Text shown ▸
There was this tour group of mostly Americans touring India in the early 60’s. And most of them were middle aged people, some retirees. And they um, they were going to see what the real rural villages were like. And when they got to one of the rural villages in Northwest india the people there were expecting the tour bus, and they put out food for the people on the bus. The people didn’t want to offend the villagers, but at the same time the figured the food was sitting out in hundred degree heat with no refridgeration. And so they watched a little boy sneak some of the food and give it to his dog, and the dog eagerly ate the whole thing, whatever the boy had in his hand. So the people surmised that if the dog ate the food, it should be alright. And so everyone chowed down, ate the food and enjoyed it. And about an hour and a half later, while they were sitting underneath in the shade of a tree digesting their meal and feeling good about life, the little boy came back into the village, crying that his dog had just died. The people looked at eachother, and all of a sudden they started feeling queasy, and a lot of them were saying “I told you so”. And then one of the people started throwing up. And soon several people were throwing up. And before too long, almost every member of the tour group was clutching their bellies with either vomiting or diarrhea or both. The tour bus operator actually got on the bus and drove the buss to the next village so he could notify the police who in turn notified the army. And within about another tow hours, the people were now deathly ill, all were sick, and the army came with medics and helicopters to the village, and started IVs and put some of the people on stretchers. And one of the doctors that was investigating was filling out a sheet about what happened- taking samples and everything. And the investigating officer asked where the dog was to the little boy. And the boy said the dog was about a mile down the road in a ditch. And the investigating officer asked him how it got in the ditch. And he said “That’s where the dog crawled to after he got hit by the car.”

Excerpted records ▸

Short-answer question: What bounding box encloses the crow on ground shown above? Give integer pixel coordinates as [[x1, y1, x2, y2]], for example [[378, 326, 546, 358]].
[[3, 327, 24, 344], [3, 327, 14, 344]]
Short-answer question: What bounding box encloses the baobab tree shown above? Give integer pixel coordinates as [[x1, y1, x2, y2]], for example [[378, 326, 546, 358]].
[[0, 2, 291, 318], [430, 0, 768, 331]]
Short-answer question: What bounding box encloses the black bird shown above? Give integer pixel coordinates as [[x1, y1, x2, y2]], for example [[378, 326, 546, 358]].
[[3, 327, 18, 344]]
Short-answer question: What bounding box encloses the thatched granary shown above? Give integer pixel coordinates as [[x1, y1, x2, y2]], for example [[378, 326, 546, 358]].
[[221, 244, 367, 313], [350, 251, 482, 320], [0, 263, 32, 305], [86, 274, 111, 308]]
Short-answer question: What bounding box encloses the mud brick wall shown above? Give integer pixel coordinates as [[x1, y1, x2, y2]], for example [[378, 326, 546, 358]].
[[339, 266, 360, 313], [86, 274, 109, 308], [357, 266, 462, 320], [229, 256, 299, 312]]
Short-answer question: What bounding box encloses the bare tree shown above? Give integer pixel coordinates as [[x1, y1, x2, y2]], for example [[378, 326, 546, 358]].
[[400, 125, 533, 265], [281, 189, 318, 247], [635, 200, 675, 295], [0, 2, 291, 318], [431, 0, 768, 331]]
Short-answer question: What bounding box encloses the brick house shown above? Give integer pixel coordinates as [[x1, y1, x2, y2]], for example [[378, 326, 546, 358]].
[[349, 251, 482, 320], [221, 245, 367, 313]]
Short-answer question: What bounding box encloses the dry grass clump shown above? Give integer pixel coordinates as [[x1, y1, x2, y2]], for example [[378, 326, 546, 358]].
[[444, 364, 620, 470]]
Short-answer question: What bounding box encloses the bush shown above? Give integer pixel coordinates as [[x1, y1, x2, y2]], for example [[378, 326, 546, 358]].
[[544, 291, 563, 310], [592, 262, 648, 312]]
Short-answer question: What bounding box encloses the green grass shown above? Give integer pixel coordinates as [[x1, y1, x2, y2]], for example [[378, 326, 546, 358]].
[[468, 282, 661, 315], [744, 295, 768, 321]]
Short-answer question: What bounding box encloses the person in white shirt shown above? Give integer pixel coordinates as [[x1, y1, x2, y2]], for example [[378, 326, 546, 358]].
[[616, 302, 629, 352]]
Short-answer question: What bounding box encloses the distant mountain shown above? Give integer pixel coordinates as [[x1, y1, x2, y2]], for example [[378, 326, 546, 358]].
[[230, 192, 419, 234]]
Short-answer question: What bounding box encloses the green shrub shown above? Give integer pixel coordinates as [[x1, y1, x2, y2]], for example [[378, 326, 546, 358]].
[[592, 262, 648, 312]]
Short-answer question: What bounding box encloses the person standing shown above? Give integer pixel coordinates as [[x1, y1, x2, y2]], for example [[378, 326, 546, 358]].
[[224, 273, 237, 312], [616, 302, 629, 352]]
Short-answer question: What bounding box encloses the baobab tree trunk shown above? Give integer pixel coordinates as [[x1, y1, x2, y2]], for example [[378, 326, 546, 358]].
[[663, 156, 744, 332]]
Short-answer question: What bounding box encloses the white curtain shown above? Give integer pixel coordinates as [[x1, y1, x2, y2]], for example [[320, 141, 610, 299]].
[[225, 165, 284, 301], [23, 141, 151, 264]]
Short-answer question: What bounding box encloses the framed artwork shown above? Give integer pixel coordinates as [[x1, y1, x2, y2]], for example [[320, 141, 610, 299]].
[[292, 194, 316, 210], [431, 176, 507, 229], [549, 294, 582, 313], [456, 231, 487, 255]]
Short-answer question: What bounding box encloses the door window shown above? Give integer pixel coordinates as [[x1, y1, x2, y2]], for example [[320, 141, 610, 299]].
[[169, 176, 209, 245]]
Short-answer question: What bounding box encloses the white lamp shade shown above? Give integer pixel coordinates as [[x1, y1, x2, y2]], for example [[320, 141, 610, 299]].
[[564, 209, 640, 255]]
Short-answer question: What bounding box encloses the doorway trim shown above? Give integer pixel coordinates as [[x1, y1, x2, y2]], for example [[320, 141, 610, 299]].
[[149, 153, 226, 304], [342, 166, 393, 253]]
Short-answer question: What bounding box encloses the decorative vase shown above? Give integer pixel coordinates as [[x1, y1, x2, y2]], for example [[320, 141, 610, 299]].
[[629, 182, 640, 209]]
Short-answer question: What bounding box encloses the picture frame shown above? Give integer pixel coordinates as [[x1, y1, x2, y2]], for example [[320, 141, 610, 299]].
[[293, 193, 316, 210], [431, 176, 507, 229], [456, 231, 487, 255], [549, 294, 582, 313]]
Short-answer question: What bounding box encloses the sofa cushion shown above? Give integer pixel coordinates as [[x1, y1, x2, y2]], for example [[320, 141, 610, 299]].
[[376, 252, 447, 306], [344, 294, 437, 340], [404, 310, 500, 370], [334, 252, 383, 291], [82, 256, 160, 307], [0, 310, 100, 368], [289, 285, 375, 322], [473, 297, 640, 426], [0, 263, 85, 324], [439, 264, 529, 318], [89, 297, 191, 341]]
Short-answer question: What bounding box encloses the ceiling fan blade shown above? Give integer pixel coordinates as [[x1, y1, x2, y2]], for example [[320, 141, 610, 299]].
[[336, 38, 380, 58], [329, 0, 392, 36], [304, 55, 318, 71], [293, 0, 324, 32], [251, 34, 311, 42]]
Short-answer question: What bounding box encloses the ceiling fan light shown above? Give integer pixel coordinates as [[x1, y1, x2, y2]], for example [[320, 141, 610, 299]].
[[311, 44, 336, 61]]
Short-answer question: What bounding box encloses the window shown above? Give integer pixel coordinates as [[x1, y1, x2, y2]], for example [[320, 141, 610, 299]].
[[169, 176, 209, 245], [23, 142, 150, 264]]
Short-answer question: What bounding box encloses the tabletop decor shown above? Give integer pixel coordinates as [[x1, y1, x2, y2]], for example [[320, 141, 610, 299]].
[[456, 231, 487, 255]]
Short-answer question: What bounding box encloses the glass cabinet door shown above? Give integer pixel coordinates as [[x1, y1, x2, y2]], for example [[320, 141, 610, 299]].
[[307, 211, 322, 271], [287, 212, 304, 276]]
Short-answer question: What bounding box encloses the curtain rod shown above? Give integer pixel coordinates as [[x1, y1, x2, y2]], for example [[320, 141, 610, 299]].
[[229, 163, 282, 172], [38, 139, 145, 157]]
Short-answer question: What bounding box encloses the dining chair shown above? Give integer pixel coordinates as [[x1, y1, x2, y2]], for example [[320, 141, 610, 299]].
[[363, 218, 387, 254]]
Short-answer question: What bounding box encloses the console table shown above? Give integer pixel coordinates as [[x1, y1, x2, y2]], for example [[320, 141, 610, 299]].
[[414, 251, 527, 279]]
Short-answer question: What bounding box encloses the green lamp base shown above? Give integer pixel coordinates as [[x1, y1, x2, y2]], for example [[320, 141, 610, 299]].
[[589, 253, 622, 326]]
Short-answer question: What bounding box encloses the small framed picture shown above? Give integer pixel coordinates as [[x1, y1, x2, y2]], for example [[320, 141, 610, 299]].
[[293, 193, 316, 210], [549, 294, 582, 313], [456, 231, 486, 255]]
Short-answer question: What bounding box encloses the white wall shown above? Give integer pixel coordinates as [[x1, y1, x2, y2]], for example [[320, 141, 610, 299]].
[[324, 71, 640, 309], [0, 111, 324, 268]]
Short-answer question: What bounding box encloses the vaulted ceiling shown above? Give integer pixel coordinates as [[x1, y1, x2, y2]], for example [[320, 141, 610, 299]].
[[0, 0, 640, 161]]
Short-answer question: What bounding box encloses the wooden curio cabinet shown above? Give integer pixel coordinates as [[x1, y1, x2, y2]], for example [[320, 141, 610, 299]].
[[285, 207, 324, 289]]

Task set ▸
**1)** In the story of the tour group in India, where did the boy say his dog was?
**2)** Carry on the story of the tour group in India, beginning right after its final sentence.

Responses to the tasks ▸
**1)** About a mile down the road, in a ditch.

**2)**
This shows how powerful the mind is. Your mind can make a heaven or a hell out of circumstances. Nothing to do with facts. Or, it doesn’t necessarily. I first heard it in the early 60’s.
I think this is a combination of anxiety about India as more people started travelling there in the 60’s, and the counterculture belief that arose with the drug use and attitude of the 60’s that the mind can do anything. It reminds me a lot of the ‘Mexican Rat’ story in certain aspects.